* _TEXTE FOURNI_:
◇ ◇ ◇ ◇ ◇ ◇ ◇
Société de consommation.

Il y a environ vingt ans j’ai fait mon mémoire de maîtrise d’Histoire contemporaine sur un thème proche de mes préoccupations et de mes interrogations politiques : « L’Action française de Mai 68 à mai 71 : du renouveau à la « dissidence ». » Mon directeur de maîtrise était Michel Denis dont j’ai déjà évoqué la figure dans une précédente note, et que je considère comme un de mes « maîtres » en Histoire même si nous ne partagions pas les mêmes opinions politiques. Il m’a laissé entière liberté pour travailler sur le thème que j’avais choisi, sans faire pression d’aucune sorte : c’était un historien qui cultivait l’art de la liberté de pensée et de parole en une époque où commençait à s’imposer le « politiquement correct » dont nous subissons aujourd’hui toute la lourdeur.

 

Ce mémoire de maîtrise a été tiré à quelques exemplaires et il en circule quelques tirages « pirates » dont l’un illustré de photos et d’images militantes que je n’ai, d’ailleurs, jamais vu : cela m’amuse et la commémoration actuelle m’a incité à le relire, avec un œil critique et je me suis promis d’en récrire quelques pages et, surtout, de le compléter : j’ai commencé à regrouper les tracts monarchistes de l’époque pour en faire une sorte de cahier d’annexes au texte du mémoire.

 

Mardi dernier, justement, Arnaud Guyot-Jeannin m’a invité à son émission de Radio-courtoisie sur le thème des réactions de Droite face à Mai 68 : outre ma modeste personne, se trouvaient dans le studio le maurrassien Gilbert Comte, François Bousquet, et, par téléphone, le directeur de la « Nouvelle Revue d’Histoire », Dominique Venner. Il me faudra reparler des analyses brillantes de Gilbert Comte et de Bousquet, et des présentations fort judicieuses d’Arnaud Guyot-Jeannin. L’émission durait une heure et demi, mais je me suis contenté de parler une dizaine de minutes sur les positions des royalistes d’AF, en particulier à l’égard de la société de consommation qu’ils dénonçaient de la façon la plus ferme qui soit, sans aucune démagogie, comme on peut le constater à la relecture des écrits de Pierre Debray publiés dans « Aspects de la France » (l’hebdomadaire monarchiste d’Action Française) et « l’Ordre Français » (revue non moins monarchiste de réflexion et de prospective) dans les années 60. Je n’ai pas eu assez de temps pour citer des extraits significatifs d’un article majeur de Debray, publié dans « Aspects » en janvier 1969, et intitulé « Paris n’est pas Washington ». Ce blogue est l’occasion de le faire, car je pense que ce texte mériterait d’être relu, diffusé et commenté.
◇ ◇ ◇ ◇ ◇ ◇ ◇
* _VOS TÂCHES_:
1/ Relevez toutes les personnes que le texte fourni désigne par leur nom.
2/ Recopiez à l'identique les lignes des enregistrements, depuis celle qui contient « Target: mountain summit » jusqu'à la fin des enregistrements, ces deux bornes comprises.
◇ ◇ ◇ ◇ ◇ ◇ ◇
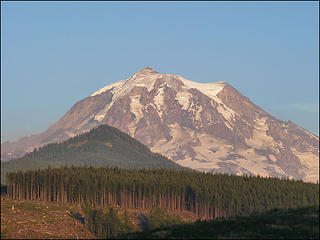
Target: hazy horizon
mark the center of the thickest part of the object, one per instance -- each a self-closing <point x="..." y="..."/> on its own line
<point x="54" y="54"/>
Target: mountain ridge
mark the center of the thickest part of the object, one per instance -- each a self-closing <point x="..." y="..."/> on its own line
<point x="204" y="126"/>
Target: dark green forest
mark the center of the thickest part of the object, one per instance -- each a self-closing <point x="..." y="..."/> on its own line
<point x="300" y="223"/>
<point x="206" y="195"/>
<point x="101" y="147"/>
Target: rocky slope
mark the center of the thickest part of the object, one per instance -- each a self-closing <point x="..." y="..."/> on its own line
<point x="207" y="127"/>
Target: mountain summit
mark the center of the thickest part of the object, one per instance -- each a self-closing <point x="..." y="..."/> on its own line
◇ ◇ ◇ ◇ ◇ ◇ ◇
* _CORRIGÉ DES EXERCICES_:
1/ Michel Denis, Arnaud Guyot-Jeannin, Gilbert Comte, François Bousquet, Dominique Venner, Pierre Debray.

2/
Target: mountain summit
mark the center of the thickest part of the object, one per instance -- each a self-closing <point x="..." y="..."/> on its own line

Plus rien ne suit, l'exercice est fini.